What you should do: Copy the lines from the one containing "the man, imagine" through the one containing "[(365, 232)]", both included, reproducing each character without change.

Supplied information:

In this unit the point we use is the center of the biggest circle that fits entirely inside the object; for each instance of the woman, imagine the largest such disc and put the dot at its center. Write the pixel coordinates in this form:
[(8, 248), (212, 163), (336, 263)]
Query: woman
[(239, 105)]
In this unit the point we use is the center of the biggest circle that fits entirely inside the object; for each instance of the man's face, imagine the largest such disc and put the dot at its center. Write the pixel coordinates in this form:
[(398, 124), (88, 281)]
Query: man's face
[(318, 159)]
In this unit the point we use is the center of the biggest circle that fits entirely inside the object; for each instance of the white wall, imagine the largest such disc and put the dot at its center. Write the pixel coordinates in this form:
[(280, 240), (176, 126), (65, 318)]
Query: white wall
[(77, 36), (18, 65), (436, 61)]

---

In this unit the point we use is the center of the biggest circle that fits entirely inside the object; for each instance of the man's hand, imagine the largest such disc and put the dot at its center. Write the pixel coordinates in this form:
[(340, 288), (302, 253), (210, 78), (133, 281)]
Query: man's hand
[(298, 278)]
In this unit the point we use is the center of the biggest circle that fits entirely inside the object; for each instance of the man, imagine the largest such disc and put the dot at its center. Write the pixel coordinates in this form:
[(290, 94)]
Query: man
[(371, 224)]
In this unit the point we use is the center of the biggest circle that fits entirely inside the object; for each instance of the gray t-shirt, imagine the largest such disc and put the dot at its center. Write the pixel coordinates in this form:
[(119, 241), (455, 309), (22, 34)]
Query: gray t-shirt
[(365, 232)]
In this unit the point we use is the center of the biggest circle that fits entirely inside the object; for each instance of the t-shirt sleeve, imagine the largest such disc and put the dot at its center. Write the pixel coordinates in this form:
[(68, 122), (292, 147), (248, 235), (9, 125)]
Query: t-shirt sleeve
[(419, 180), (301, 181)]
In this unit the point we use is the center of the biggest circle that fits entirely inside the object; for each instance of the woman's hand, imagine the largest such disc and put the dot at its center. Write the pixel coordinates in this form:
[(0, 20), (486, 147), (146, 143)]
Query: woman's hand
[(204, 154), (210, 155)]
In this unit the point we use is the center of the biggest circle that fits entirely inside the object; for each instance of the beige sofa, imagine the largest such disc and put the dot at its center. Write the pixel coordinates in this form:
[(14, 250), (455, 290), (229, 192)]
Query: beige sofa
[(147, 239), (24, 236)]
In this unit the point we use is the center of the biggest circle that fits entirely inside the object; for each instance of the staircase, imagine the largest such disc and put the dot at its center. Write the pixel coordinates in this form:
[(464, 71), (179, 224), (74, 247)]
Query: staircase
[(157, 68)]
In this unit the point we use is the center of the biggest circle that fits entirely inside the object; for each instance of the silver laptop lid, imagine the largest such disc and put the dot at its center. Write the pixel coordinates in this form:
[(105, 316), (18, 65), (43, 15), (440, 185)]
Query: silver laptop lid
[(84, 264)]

Task solution:
In this unit the point we use is the center of the biggest circle that fits entirely inside the object; for each instance of the man, imagine the largest such disc and put the dot at its center. Write the pixel coordinates in this form:
[(290, 94)]
Query: man
[(371, 224)]
In this unit the point we use is the center of the biggest circle that fits entirely inside the object; for each instance of the gray t-shirt, imagine the largest such disc and put the dot at its center. Write the pixel coordinates in this form:
[(119, 241), (455, 309), (22, 34)]
Query: gray t-shirt
[(365, 232)]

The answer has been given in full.